If they keep doing this through the 2016 presidential election, there’s a good chance Kerry could still get the Nobel Peace Prize even if he doesn’t get anything accomplished peacewise. After all, Obama got it just for being black and promising – couldn’t Kerry take one for being tall and lanky? Good teeth? No?

It is far from clear, notes the Times, that Mr. Obama can pull off what has so far eluded his secretary of state. Here’s another thing that’s been eluding the Americans – over the past several weeks, the Arabs and the Jews haven’t been meeting face to face. They talk to Kerry and to his special envoy, Martin S. Indyk, and that’s it. It means, “analysts say,” that there’s been no movement on anything.

If you ever sold cars for a living, or watched any sitcom or movie about selling cars, you know that the time to bring in the owner is after it’s been established that the customer really wants the car, he just needs to discuss terms. You bring in the boss, right away he knocks of two grand off the list price, everybody’s smiling – and you close. But to bring the boss in before both sides are buying anything, anything at all, that has desperation written all over it.

- Rows -
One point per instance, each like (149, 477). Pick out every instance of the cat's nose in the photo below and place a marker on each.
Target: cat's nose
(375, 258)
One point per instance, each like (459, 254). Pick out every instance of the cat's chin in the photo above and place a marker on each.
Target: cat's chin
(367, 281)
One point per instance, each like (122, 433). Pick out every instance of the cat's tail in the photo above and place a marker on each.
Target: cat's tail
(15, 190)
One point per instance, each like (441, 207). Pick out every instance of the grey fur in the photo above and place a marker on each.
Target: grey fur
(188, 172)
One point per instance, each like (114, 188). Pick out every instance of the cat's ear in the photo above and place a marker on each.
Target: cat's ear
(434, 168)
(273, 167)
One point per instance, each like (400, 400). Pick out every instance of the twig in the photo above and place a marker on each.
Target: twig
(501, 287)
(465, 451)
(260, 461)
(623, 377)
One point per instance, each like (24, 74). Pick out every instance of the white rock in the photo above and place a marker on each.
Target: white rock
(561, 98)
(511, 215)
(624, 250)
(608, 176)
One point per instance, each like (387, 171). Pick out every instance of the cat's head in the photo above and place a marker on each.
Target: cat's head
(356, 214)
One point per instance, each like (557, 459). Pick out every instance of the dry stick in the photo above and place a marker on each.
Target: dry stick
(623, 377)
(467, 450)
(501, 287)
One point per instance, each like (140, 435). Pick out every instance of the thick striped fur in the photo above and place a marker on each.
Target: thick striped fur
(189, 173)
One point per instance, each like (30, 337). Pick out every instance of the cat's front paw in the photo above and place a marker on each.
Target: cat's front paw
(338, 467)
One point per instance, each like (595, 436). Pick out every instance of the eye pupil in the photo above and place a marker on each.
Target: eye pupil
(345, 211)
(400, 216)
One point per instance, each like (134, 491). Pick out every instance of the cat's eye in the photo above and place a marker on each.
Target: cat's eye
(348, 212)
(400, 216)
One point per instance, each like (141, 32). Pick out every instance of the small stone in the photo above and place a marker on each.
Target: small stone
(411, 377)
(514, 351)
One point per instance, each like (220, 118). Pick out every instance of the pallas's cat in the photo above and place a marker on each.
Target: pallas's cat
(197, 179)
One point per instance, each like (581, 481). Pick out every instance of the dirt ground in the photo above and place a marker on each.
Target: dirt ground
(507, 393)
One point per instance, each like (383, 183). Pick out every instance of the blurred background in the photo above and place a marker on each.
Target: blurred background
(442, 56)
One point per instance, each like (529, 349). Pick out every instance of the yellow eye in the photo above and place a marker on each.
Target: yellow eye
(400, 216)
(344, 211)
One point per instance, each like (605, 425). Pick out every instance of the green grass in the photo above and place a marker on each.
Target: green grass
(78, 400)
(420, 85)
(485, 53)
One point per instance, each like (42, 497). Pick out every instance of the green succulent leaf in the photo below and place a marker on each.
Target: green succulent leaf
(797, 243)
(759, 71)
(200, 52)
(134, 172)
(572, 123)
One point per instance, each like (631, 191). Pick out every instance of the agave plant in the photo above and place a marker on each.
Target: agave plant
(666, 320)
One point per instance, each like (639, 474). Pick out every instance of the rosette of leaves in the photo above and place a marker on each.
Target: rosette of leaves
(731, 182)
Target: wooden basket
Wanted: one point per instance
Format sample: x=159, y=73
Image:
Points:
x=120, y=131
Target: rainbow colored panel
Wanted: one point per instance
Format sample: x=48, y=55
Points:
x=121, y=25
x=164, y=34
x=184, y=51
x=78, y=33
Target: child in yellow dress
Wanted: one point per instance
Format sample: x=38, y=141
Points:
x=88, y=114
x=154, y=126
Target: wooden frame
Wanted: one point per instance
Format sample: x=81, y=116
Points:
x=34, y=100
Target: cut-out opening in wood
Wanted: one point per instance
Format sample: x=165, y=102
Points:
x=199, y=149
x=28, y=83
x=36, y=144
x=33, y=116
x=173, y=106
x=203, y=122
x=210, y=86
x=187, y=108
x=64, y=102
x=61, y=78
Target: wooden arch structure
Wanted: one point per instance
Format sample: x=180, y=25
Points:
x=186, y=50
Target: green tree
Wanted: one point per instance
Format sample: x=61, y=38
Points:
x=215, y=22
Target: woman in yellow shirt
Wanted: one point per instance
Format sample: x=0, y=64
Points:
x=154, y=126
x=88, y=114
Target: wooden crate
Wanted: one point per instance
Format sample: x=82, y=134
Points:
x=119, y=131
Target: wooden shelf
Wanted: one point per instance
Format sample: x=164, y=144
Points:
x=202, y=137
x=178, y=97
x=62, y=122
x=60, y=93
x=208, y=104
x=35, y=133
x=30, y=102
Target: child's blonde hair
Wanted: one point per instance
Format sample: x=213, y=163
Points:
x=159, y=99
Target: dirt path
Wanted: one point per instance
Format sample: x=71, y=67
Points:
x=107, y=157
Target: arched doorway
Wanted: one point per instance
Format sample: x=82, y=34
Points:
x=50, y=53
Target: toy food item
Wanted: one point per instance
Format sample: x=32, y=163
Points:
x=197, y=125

- Aim -
Does each statement agree with the excerpt on Kerry's peace talks? Answer yes or no for each, quoting the words of the excerpt that decide it. (a) Kerry's special envoy is Martin S. Indyk. (b) Over the past several weeks, the two sides have been meeting face to face. (c) In selling cars, the boss should be brought in before both sides are buying anything. The records come from a different source than the text.

- Written answer -
(a) Yes: "They talk to Kerry and to his special envoy, Martin S. Indyk"
(b) No: "over the past several weeks, the Arabs and the Jews haven’t been meeting face to face"
(c) No: "But to bring the boss in before both sides are buying anything, anything at all, that has desperation written all over it."